--- Document excerpt Enclosed Below ---

If you were wondering what Ralph and William had been doing for the last couple of decades, you weren’t alone. After a flurry of teen idol roles and fan magazine popularity gleaned from the countless teen girls that drooled over them, Macchio and Zabka’s respective careers had become stagnant. Macchio did a year of DANCING WITH THE STARS. Zabka made a cameo in HOT TUB TIME MACHINE. Both guested in HOW I MET YOUR MOTHER. And they yearned for better days.
So the premise of COBRA KAI that now sees a 50-something Lawrence in full-on mid-life crisis, and LaRusso now part of the Encino elite he dreamed of being a part of, is both comfort food and mirroring the career trajectories of its leads. And when Lawrence decides to reopen his dojo after he defends a neighborhood youth, he gets to tap into the memory and inspiration of Mr, Miyagi, who lives on in spirit through his determination to keep fighting, if only with honor.
The series was critically acclaimed, an upbeat yet poignant reminder of past success, present future and future hope. It was especially loved by the creatives I worked with, and was chosen as one of the first scripted series initiatives by YouTube. Sony/Columbia has a history of aligning with insurgent networks and platforms, free to negotiate with almost anyone and not bound by corporate predispositions and think tank philosophies that have resulted in a dramatic version of FRESH PRINCE OF BEL AIR on Peacock and an attempt to resurrect HEAD OF THE CLASS for HBO Max. COBRA KAI was way more successful than that.

--- End of Enclosed Document excerpt ---
--- Entries provided Enclosed Below ---

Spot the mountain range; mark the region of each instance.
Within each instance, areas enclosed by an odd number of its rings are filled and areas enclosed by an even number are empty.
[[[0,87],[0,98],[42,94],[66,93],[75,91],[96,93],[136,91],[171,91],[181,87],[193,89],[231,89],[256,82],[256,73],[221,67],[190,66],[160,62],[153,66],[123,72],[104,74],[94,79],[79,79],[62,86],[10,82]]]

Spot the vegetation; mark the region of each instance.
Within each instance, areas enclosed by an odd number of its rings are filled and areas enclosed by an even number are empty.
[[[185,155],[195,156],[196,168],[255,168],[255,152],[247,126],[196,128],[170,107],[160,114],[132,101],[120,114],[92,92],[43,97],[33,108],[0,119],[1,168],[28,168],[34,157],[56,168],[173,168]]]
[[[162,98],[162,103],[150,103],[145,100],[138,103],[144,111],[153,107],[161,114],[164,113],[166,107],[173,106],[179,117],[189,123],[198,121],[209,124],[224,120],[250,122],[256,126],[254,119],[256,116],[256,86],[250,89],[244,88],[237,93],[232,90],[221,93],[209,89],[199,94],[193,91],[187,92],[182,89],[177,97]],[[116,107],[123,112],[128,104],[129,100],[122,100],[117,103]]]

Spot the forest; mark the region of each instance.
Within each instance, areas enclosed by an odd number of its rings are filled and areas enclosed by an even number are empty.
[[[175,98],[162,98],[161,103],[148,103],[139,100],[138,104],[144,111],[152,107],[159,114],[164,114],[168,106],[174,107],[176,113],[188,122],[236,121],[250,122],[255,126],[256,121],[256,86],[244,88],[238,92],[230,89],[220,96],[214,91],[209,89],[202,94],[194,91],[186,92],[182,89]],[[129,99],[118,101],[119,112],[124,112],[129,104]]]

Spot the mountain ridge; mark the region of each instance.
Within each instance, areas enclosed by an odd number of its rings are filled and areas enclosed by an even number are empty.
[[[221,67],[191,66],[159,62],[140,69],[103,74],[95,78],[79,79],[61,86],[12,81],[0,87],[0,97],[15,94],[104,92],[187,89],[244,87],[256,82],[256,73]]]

--- End of Enclosed Entries provided ---

- _Problem set_:
#1 In the Cobra Kai passage, which platform chose the series as one of its first scripted series initiatives?
#2 List every streaming or network platform the Cobra Kai passage names.
#3 Translate this sentence from the Cobra Kai passage into Spanish: "COBRA KAI was way more successful than that."

- _Responses by task_:
#1 YouTube

#2 YouTube, Peacock, HBO Max

#3 COBRA KAI tuvo mucho más éxito que eso.